Only one stretch of the data below is wanted: the lines from the one with "pale sky in the photo above." through the one with "vegetation in the photo above.", repeated exactly.

[Stored records]
══════════════════════════════
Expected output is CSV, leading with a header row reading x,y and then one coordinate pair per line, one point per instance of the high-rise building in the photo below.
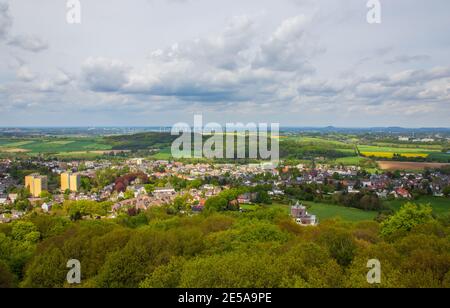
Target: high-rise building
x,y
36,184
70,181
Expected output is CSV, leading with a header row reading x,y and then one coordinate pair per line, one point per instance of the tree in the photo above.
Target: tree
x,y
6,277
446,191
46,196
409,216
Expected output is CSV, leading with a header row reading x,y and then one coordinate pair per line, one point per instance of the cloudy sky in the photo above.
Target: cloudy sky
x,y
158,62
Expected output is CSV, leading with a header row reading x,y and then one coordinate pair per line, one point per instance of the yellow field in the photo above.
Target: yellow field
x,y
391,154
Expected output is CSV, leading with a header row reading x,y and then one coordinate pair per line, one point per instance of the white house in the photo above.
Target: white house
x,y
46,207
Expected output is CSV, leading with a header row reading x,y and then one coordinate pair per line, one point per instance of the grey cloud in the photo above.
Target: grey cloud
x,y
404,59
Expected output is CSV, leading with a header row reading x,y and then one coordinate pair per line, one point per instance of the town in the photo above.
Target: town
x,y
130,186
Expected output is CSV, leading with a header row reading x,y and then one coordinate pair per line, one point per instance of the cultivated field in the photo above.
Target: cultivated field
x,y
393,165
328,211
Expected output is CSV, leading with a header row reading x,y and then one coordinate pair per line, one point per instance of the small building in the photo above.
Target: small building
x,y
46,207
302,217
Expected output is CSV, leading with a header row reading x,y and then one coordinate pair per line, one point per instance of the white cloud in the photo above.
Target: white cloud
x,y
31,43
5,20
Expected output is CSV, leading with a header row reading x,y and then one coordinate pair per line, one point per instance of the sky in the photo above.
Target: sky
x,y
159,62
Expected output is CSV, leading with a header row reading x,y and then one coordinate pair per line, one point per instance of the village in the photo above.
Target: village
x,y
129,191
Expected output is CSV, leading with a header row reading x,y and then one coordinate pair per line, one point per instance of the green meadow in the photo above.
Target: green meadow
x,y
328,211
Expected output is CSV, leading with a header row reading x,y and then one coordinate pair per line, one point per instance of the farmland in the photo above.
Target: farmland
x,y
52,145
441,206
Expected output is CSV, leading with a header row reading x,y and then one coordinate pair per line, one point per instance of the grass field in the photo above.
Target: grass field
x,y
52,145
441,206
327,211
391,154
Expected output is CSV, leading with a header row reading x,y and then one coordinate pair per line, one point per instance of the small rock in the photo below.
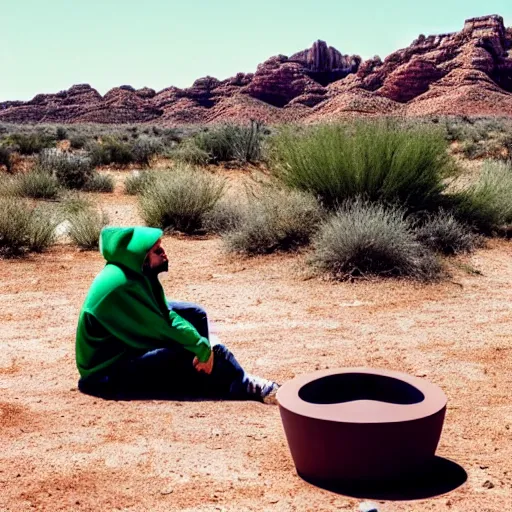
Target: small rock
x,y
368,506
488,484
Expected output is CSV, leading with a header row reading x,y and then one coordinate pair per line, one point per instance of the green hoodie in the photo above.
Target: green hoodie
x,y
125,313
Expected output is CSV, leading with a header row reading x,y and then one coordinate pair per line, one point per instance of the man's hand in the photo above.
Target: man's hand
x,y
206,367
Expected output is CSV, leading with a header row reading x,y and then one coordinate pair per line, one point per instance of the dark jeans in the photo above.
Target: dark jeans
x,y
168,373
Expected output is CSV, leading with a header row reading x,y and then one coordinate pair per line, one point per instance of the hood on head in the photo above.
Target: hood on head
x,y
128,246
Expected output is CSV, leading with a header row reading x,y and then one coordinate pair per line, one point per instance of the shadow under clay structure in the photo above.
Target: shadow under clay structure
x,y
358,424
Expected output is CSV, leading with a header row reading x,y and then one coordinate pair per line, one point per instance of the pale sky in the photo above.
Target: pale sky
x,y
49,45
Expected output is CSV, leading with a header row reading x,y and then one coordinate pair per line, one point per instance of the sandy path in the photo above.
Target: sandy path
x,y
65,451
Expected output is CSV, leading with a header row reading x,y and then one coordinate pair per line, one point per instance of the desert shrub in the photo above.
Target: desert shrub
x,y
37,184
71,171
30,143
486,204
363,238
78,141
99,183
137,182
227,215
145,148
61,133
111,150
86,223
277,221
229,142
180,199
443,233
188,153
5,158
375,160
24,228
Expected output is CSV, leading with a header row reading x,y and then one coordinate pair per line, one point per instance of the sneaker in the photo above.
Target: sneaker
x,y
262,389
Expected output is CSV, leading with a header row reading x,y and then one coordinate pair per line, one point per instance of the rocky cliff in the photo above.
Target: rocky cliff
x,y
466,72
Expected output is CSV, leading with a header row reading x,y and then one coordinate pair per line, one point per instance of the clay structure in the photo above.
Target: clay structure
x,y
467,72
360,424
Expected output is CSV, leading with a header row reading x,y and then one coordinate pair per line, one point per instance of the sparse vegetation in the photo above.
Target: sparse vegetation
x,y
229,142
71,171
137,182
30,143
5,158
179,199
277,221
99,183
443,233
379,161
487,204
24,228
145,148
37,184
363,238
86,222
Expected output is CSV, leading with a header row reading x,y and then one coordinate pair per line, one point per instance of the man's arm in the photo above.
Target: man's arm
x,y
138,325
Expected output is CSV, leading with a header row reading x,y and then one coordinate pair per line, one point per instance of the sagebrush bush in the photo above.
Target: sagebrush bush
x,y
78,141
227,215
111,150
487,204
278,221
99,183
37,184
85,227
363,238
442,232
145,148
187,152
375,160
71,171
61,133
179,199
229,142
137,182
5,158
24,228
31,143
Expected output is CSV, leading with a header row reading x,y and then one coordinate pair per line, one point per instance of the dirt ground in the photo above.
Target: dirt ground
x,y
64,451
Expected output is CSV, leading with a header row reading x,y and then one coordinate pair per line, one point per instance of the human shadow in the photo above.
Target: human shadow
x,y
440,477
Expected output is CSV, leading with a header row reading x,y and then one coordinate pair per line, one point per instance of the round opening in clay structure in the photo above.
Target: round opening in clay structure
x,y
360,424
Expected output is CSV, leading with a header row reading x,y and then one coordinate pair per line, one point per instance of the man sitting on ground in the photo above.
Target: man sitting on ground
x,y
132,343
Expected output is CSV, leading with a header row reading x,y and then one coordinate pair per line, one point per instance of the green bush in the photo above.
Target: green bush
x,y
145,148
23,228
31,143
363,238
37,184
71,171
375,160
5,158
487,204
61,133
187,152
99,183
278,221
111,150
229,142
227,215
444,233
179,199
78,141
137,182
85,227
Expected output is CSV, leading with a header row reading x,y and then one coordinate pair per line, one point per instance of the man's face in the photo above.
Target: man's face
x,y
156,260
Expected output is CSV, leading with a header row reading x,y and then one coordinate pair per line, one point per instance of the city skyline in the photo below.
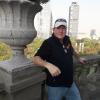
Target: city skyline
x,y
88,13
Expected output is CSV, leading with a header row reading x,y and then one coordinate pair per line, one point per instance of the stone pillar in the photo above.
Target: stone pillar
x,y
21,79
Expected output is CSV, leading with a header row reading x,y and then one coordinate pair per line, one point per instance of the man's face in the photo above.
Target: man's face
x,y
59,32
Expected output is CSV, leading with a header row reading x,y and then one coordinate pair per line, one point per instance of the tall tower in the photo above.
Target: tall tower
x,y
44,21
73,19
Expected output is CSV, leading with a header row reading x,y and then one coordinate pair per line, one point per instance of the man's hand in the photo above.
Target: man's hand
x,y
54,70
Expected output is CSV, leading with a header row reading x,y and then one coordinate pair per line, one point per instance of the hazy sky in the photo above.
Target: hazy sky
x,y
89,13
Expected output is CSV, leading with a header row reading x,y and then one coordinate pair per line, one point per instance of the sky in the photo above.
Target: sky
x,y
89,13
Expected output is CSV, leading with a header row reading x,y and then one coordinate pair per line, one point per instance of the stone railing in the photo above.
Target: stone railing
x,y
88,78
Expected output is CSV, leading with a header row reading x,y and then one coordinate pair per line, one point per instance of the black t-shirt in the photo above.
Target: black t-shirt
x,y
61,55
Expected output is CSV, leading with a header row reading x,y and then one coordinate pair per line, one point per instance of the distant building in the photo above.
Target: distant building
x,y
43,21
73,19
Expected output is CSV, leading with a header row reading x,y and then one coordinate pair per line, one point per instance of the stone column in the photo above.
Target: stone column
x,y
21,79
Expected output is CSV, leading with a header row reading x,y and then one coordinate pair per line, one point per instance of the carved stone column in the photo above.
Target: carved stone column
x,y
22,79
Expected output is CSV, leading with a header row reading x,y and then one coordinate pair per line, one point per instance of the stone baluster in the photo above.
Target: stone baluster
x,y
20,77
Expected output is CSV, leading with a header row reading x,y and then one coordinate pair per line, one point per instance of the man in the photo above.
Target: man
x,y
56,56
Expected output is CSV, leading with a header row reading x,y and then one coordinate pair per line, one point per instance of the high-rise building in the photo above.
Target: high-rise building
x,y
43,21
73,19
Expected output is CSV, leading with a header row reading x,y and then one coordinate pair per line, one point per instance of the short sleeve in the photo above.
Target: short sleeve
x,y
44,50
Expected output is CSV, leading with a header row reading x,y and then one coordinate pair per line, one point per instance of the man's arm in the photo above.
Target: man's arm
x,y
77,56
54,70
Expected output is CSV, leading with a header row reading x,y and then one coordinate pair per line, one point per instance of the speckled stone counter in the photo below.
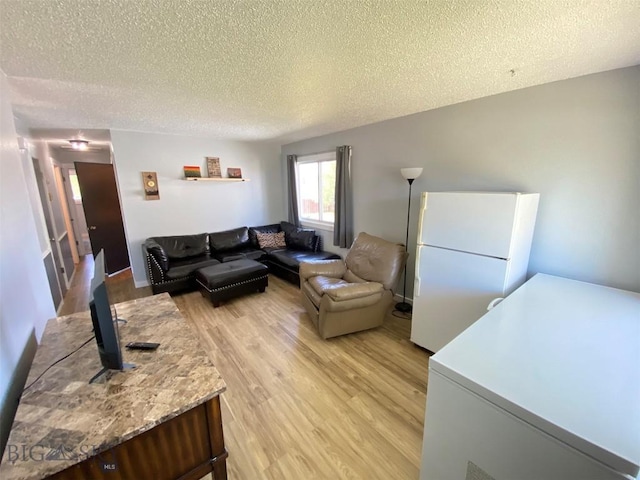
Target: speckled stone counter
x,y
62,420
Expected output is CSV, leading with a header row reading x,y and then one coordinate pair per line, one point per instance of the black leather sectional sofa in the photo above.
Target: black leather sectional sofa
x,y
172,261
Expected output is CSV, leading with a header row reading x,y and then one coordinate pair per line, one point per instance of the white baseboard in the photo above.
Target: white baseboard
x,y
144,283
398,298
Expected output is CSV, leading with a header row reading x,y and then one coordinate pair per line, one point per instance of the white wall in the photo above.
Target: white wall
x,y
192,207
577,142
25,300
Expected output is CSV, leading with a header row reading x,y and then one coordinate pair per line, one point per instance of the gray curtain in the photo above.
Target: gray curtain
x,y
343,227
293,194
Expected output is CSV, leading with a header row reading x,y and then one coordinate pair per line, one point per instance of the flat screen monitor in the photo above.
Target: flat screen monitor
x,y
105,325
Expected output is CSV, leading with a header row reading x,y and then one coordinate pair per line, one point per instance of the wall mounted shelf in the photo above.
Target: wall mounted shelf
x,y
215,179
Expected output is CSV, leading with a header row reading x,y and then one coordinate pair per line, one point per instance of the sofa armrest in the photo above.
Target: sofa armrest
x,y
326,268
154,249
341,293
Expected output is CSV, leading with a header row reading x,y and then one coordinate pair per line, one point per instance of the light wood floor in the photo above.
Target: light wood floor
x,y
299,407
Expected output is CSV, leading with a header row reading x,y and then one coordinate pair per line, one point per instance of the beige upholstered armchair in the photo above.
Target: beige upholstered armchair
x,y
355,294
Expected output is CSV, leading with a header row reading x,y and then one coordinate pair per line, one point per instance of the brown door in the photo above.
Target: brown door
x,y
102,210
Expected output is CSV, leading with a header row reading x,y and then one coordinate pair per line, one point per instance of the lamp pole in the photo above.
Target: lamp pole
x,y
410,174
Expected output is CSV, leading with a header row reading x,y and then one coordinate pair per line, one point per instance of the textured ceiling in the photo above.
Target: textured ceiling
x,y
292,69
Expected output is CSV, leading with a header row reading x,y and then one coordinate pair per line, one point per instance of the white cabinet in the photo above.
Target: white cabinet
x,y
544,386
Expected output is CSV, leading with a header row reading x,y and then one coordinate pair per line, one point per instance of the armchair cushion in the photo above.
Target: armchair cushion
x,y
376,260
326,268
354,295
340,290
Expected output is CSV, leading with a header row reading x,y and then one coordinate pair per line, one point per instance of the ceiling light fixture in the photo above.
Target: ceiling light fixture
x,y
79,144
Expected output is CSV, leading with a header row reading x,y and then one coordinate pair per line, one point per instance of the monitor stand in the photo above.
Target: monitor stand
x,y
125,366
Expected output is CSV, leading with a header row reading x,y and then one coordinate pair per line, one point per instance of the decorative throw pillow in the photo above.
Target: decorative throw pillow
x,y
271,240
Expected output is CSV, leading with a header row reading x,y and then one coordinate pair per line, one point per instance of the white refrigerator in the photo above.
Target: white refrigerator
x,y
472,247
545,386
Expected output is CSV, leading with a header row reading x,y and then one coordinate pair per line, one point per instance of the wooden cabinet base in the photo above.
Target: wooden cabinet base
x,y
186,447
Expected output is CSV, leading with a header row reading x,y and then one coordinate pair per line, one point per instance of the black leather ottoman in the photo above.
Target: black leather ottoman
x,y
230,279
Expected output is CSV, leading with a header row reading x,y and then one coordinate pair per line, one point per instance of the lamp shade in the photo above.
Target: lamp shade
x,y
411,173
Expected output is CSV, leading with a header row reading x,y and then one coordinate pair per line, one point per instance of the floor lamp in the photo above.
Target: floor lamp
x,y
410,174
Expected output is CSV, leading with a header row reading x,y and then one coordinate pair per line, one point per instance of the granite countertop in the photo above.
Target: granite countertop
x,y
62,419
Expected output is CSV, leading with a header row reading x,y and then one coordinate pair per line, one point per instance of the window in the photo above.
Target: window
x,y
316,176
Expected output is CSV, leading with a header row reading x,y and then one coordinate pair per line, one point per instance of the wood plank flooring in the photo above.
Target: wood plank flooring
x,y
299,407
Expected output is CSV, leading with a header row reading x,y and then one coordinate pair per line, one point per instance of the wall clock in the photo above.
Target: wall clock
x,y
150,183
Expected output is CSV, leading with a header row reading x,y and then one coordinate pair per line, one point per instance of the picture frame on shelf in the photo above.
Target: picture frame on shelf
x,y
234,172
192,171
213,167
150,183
══════════════════════════════
Solution for this task =
Expected output is CSV, leading with a header row reading x,y and then one coordinate pair per line, one point per instance of the pale sky in the photo above.
Target: pale sky
x,y
49,45
Expected output is CSV, leading with a header row reading x,y and then one coordinate pair per line, one point per instance of the sandy path in the photo above.
Target: sandy path
x,y
65,451
Expected output is CSV, leading with a header row reading x,y and then one coordinate pair per line, one point per instance of the desert shrub in the photo above.
Target: desert shrub
x,y
37,184
71,171
30,143
486,204
363,238
78,141
99,183
137,182
227,215
145,148
61,133
111,150
86,223
277,221
229,142
180,199
443,233
188,153
5,158
375,160
24,228
Expected output is CSV, leading with a header row reading x,y and then one coordinate pair per line, one point per instance of the sneaker in the photo above.
Target: sneaker
x,y
262,389
Expected output is CSV, leading with a header row reading x,y and then one coordinate pair per line, one point per instance of the rocky cliff in the photo above.
Target: rocky cliff
x,y
466,72
Expected output is CSV, leading with a header row reading x,y and then one coordinate pair per line, one point per instance of the clay structure in the photo above.
Target: clay structure
x,y
467,72
360,424
Expected output is CSV, leading with a header row reading x,y and then one coordinate pair per line, one point per instance of the sparse vegetation in the photo above.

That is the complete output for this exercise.